# Task statement
Transcribe all of the records precisely as they are presented.

☆ ☆ ☆ ☆ ☆ ☆ ☆

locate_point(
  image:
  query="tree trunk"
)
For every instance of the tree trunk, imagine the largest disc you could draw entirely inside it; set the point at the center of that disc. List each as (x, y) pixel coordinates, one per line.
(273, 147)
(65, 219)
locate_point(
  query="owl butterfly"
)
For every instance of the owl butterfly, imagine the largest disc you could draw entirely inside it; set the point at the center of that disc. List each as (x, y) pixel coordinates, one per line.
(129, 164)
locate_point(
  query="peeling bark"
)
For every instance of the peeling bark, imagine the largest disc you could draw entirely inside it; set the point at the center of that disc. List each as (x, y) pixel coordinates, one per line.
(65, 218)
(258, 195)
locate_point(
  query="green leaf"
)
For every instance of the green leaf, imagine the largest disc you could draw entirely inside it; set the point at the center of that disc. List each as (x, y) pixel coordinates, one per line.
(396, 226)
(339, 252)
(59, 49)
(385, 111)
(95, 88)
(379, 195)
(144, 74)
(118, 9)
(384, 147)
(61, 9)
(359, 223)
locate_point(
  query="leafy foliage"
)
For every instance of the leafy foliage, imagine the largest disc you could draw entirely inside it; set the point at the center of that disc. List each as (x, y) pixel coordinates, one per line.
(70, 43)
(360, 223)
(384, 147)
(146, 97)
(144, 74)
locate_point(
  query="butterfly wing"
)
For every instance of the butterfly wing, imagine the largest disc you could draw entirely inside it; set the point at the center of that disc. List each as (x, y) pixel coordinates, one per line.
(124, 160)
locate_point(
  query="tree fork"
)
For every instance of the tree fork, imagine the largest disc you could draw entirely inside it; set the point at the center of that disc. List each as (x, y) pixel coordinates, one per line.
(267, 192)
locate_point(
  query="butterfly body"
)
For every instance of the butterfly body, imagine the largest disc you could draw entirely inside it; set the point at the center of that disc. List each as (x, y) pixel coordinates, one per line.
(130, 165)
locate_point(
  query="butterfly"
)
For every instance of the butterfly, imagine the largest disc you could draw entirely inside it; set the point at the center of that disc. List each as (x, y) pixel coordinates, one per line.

☆ ☆ ☆ ☆ ☆ ☆ ☆

# The answer
locate_point(
  image:
  query="tree trunk"
)
For every instance of the tree trunk, imagine the largest disc you could draw entirely inside it; set the point at the center of that disc. List each as (x, y) pixel coordinates, one per line.
(273, 147)
(65, 219)
locate_point(
  query="owl butterfly"
)
For every instance of the owl butterfly, imagine the largest disc you could draw entirely inside it; set the point at the center of that disc. List each as (x, y) pixel coordinates, one per line.
(129, 164)
locate_point(
  query="peeling bark"
)
For every instance of the peeling bark, imagine the largest disc you could draw entirely inside it; set the point at the center of that disc. List each as (x, y) pixel coordinates, one per line.
(65, 218)
(258, 195)
locate_point(
  query="green leaf"
)
For every instance of the green leaf, imagine the largest disc you could draw entirely inside it; set the point at the center of that disc. List each as (x, y) pixel coordinates, one per line.
(396, 226)
(339, 252)
(59, 49)
(385, 111)
(95, 88)
(379, 195)
(144, 74)
(118, 9)
(384, 147)
(61, 9)
(359, 223)
locate_point(
  query="leafy foliage"
)
For every instance of the leafy foliage, imagine the largest disc you could draw entirely inside it; set the point at the center of that disc. List each as (x, y) pixel coordinates, one per line.
(70, 43)
(360, 223)
(384, 147)
(146, 97)
(144, 74)
locate_point(
  query="butterfly wing"
)
For every instance of the butterfly wing, imagine the largest disc you could draw entirely inside it; set the point at the center of that disc. List each as (x, y) pixel coordinates, one per line.
(124, 160)
locate_point(
  query="tree fork"
)
For every instance of the tree fork, imagine the largest disc you could draw entirely inside it; set the point at the center of that disc. List each as (x, y) pixel coordinates, one per line.
(267, 192)
locate_point(
  query="butterfly body"
)
For every instance of the butterfly body, imagine the largest disc you could draw entirely inside it; set the point at the center of that disc. List each as (x, y) pixel coordinates, one per line.
(130, 165)
locate_point(
  query="butterfly"
)
For every instance of the butterfly, imagine the largest disc you could draw entirely inside it; set the point at the center of that disc. List each as (x, y) pixel coordinates, one per line.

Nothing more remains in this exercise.